# PROMPT
Write out, word for word, the part of the ESP32 UART0 issue report starting with "Upload speed" and going on through "master IC specification.".

Already on GitHub? Sign in to your account

UART0 Slow Baud Reset Issue on Arduino ESP32 | Update : Suggests reset issue while writing Core register dump for CPU 1 at UART0 Baud < 6207 #7092

Open
1 task done
gracengeer opened this issue Aug 6, 2022 · 14 comments
Assignees
Labels
Area: ESP-IDF related ESP-IDF related issues Status: Needs investigation We need to do some research before taking next steps on this issue Type: Bug 🐛 All bugs

Comments

@gracengeer
Copy link

gracengeer commented Aug 6, 2022

Board

ESP32 Dev Module

Device Description

None

Hardware Configuration

None

Version

v2.0.4

IDE Name

Arduino IDE, esp-idf on Visual Studio Code

Operating System

Windows 11

Flash frequency

80MHz

PSRAM enabled

no

Upload speed

921600

Description

ESP32 UART0 freezing and stuck at low baud rate and is unable to recover on WDT reset for exception errors

I am working on an ESP32 application which requires use of all three UARTs at low baud rate with UART0 baud rate strictly needed to be 4800 due to master IC specification.

# EXTRACTED ENTRIES

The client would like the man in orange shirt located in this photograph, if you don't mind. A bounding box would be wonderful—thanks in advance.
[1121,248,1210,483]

--

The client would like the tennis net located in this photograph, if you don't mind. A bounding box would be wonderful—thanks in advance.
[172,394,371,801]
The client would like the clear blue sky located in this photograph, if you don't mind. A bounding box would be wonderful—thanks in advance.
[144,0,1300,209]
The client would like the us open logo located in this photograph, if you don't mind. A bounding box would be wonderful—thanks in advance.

# SOLUTION TO THIS TASK
Upload speed

921600

Description

ESP32 UART0 freezing and stuck at low baud rate and is unable to recover on WDT reset for exception errors

I am working on an ESP32 application which requires use of all three UARTs at low baud rate with UART0 baud rate strictly needed to be 4800 due to master IC specification.